Swap "fishing pier" for "boat ramp" in the part of the Oshima Island cleanup report that opens with the words containing "OSHIMA ISLAND, Japan - More" and closes with "on the island.", and write that part out again.

**Extract provided**
++++++++++++++++++++

OSHIMA ISLAND (April 3, 2011) Sailors attached to the forward-deployed amphibious assault ship USS Essex (LHD 2) clean up debris from a harbor on Oshima Island, Japan. (U.S. Navy photo by Mass Communication Specialist 2nd Class Eva-Marie Ramsaran)

OSHIMA ISLAND, Japan - More than 40 Sailors assigned to the amphibious assault ship USS Essex (LHD 2) volunteered to assist with the clean up efforts on the island of Oshima, Japan April 3.

The Sailors eagerly volunteered their time to assist the residents of Oshima clean up their homes, harbor and streets. They spent the day removing debris and fallen trees from a fishing pier and providing assistance to local residents on the island.

Oshima Island was devastated by the March 11 earthquake and tsunami, which destroyed houses, means of transportation and the way of life for the residents who live there. Locals lived without electricity, fresh water and warm meals for more than 16 days before the Sailors and Marines of the Essex Amphibious Ready Group (ARG) and 31st Marine Expeditionary Unit (MEU) arrived March 27 to assist. Since then, the ARG and MEU have worked with Japan Self Defense Forces on numerous relief efforts to aid residents.

++++++++++++++++++++

**Source data**
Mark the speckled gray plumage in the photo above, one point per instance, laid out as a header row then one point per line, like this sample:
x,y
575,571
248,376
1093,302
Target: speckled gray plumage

++++++++++++++++++++

**Answer below**
OSHIMA ISLAND, Japan - More than 40 Sailors assigned to the amphibious assault ship USS Essex (LHD 2) volunteered to assist with the clean up efforts on the island of Oshima, Japan April 3.

The Sailors eagerly volunteered their time to assist the residents of Oshima clean up their homes, harbor and streets. They spent the day removing debris and fallen trees from a boat ramp and providing assistance to local residents on the island.